╭─ Data for processing

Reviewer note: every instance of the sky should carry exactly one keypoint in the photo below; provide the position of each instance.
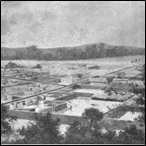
(49, 24)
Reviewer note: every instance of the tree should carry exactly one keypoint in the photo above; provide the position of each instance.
(6, 128)
(6, 120)
(93, 115)
(45, 131)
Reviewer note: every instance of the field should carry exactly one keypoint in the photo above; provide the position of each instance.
(72, 67)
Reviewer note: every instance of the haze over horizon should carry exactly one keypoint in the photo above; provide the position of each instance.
(50, 24)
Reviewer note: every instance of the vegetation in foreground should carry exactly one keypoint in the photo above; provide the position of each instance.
(46, 130)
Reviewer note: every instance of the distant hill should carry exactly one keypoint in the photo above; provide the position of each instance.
(88, 51)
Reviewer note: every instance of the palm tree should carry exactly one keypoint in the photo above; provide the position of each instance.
(93, 115)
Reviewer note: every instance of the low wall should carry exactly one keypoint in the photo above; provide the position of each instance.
(67, 97)
(60, 107)
(81, 94)
(93, 87)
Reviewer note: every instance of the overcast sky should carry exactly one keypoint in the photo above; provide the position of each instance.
(72, 23)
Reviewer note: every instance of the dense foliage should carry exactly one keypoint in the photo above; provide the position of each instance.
(74, 53)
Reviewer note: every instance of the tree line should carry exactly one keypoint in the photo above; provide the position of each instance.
(75, 53)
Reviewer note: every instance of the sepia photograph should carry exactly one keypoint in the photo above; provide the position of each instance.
(72, 72)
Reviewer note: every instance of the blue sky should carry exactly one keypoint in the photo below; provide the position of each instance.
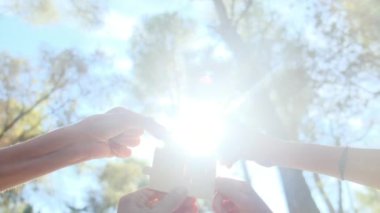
(21, 38)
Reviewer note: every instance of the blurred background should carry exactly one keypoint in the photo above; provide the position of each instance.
(302, 70)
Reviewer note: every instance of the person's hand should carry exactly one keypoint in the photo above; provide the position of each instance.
(241, 143)
(233, 196)
(112, 133)
(150, 201)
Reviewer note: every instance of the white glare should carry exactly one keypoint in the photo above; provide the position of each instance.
(198, 128)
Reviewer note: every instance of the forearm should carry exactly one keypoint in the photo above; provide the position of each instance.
(37, 157)
(360, 166)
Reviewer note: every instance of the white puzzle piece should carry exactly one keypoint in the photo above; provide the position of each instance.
(172, 168)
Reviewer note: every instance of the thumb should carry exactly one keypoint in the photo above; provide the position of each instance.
(172, 200)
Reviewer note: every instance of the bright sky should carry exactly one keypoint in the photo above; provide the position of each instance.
(21, 38)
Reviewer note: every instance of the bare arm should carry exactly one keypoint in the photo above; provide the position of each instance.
(105, 135)
(360, 166)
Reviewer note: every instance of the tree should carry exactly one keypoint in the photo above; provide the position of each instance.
(276, 70)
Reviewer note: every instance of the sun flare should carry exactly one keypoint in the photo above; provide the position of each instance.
(198, 128)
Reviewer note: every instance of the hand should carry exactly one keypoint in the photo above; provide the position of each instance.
(150, 201)
(112, 133)
(241, 143)
(235, 196)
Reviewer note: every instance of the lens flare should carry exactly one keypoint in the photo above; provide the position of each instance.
(198, 128)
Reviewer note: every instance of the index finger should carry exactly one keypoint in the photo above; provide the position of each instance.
(122, 119)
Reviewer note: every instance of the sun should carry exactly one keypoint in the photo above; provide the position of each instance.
(198, 127)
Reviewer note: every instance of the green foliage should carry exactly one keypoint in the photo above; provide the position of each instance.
(369, 200)
(86, 12)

╰─

Required task:
Transcribe the material exactly, keeping every word and none of the pictures.

The result:
Reviewer note: every instance of the sky should carry exactly one keypoint in the photo below; provide the position of each instance.
(49, 24)
Reviewer note: every instance of the tree should carry exactly one keypoint in the photo above; provide the position of each instance.
(6, 128)
(6, 120)
(93, 115)
(45, 131)
Reviewer note: every instance of the field should carry exactly one keypoint in the photo above; provide the position of each instance.
(72, 67)
Reviewer note: every instance of the haze over horizon should carry exactly one keypoint in the photo above; provide the position of each instance.
(50, 24)
Reviewer note: every instance of the vegetation in foreground should carry exactly one keypoint in the photo above; provide the position of each instance.
(46, 130)
Reviewer note: every instance of the distant hill should carry exactly one keypoint in the photo above; provide the position of each instance.
(88, 51)
Reviewer note: every instance of the palm tree should carry exactly one keypoint in the photo above; provide the position of each instance.
(93, 115)
Reviewer note: every instance of the low wall should carry exactly one keypoint in the photo above; provide the position of each instance.
(67, 97)
(60, 107)
(81, 94)
(93, 87)
Reviewer note: every instance of the overcast sky should carry exactly one keypoint in the photo above; provide the position of each instance.
(72, 23)
Reviewer note: every instance of the dense foliage should carry exactly one keypoint in the photo above; provide the position of each instance.
(74, 53)
Reviewer note: every instance of the tree line should carry exactly one keypoint in the photo above; provide the position of each instance.
(75, 53)
Reviewer note: every instance of the sepia photograph should carry exactly one keypoint in the photo above; provide the position of each instance.
(72, 72)
Reviewer note: every instance of the blue sky should carry exactly one keypoint in the photo below; provide the position of each instance.
(21, 38)
Reviewer note: every instance of the blurred background should carry exactly one keypoint in the photo above; provide the position of each instance.
(302, 70)
Reviewer note: every instance of the person's hand should carry exactly one keypoint in the photo above; provide the position of each instance.
(241, 143)
(233, 196)
(112, 133)
(150, 201)
Reviewer note: every instance of the white glare should carry exactly one keypoint in the photo above; provide the position of each instance.
(198, 128)
Reviewer note: every instance of the forearm should carry exactly one keypoint in the photo above; provide the position of each instance.
(37, 157)
(360, 166)
Reviewer note: every instance of the white puzzle piece should carry exactly one keypoint in the photo above; provide the position of each instance.
(172, 168)
Reviewer note: every instance of the thumb should carry exactly one keypoint in the photo above; provide the position of each instance.
(172, 200)
Reviewer note: every instance of the bright sky should carry exactly one keypoint in the photo above; provide the position of each instance.
(21, 38)
Reviewer note: every instance of the bare arm should carry exactly one keypoint in the photo above; provide the position of each instance.
(105, 135)
(360, 166)
Reviewer note: every instance of the tree should carry exactly one keypoint in the photo above; provide the position of each instance.
(276, 70)
Reviewer note: every instance of the sun flare should carry exactly one keypoint in the photo above; provide the position of each instance.
(198, 128)
Reviewer note: every instance of the hand should carry exactly one keypoint in the photo above; provide the position of each instance.
(150, 201)
(112, 133)
(241, 143)
(235, 196)
Reviewer note: every instance of the lens flare should carry exactly one keypoint in the photo above; provide the position of each instance.
(198, 128)
Reviewer note: every instance of the index finger should carry exactly one keypoint in the photo above; provide the position of each instance.
(122, 119)
Reviewer note: every instance of the sun should carry exactly one keypoint in the photo above; provide the position of each instance.
(198, 127)
Reviewer note: every instance of the green foliage should carry exactly one keypoint in the photo above; provide the position of each instance.
(369, 200)
(86, 12)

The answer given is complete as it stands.